►
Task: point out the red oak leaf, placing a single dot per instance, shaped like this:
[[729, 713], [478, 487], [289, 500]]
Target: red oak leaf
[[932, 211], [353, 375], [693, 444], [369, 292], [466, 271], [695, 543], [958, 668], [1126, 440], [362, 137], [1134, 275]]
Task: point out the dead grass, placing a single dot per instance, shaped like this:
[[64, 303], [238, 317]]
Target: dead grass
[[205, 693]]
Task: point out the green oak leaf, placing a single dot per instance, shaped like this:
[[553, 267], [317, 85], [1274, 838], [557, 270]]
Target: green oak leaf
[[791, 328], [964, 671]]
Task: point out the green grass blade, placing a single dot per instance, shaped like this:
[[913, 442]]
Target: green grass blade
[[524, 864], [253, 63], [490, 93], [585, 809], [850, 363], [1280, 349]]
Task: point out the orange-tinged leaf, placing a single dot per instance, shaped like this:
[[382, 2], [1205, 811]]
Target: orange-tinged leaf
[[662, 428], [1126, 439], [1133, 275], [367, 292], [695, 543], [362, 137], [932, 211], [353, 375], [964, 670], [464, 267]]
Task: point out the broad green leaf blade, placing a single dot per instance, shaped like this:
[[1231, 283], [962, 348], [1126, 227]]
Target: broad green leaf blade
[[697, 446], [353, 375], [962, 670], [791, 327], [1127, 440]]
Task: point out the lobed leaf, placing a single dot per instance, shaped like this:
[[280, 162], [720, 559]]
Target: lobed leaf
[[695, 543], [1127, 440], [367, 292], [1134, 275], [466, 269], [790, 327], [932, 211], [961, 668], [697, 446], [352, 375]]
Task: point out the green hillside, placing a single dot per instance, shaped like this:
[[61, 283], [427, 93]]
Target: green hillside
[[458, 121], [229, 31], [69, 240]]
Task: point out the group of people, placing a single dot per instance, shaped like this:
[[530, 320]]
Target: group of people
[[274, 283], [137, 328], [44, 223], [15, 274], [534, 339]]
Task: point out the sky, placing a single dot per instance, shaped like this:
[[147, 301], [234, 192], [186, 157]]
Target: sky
◄
### Exercise requirements
With the entries above as the source, set down exactly the lines from the one holding "Target: green oak leaf" through the last line, both ends included.

### Exercise result
Target: green oak leaf
[[791, 328], [964, 671]]
Task: point out the green grass blade, placing a single dot per instance, shaped like this:
[[913, 442]]
Target: green grass blade
[[524, 864], [253, 63], [490, 93], [585, 809], [850, 363], [1280, 349]]
Task: point out the orange-tinged leaf, placing a single dot per instance, shaped like this:
[[382, 2], [1205, 811]]
Target: orange-tinged leaf
[[662, 428], [1126, 439], [1133, 275], [367, 292], [695, 543], [362, 137], [932, 211], [353, 375], [964, 670], [464, 267]]
Task: point out the broad green leaf blade, placing a single dot per instance, shaped like this:
[[1231, 283], [962, 348], [1126, 227]]
Target: broad green leaf blade
[[697, 446], [353, 375], [962, 670], [791, 327], [1127, 440]]
Task: point out the lobed leaf, placing a single dot per instance, shaped like this:
[[280, 162], [720, 559]]
Target: lobed leaf
[[695, 543], [1127, 440], [367, 292], [1134, 275], [466, 269], [790, 327], [932, 211], [961, 668], [697, 446], [352, 375]]
Task: point out the green hillside, placing a single dot per instance, shaped like this:
[[61, 283], [427, 93]]
Target: green hillside
[[458, 121], [229, 31], [69, 240]]
Task: point out the group of people, placing a single dot per instance, shaped like this:
[[530, 320]]
Target: group of people
[[274, 283], [137, 328], [44, 223], [15, 274], [534, 339]]
Task: point out the sky, placing a single dot per instance, shaped like this:
[[147, 301], [234, 192], [186, 157]]
Target: sky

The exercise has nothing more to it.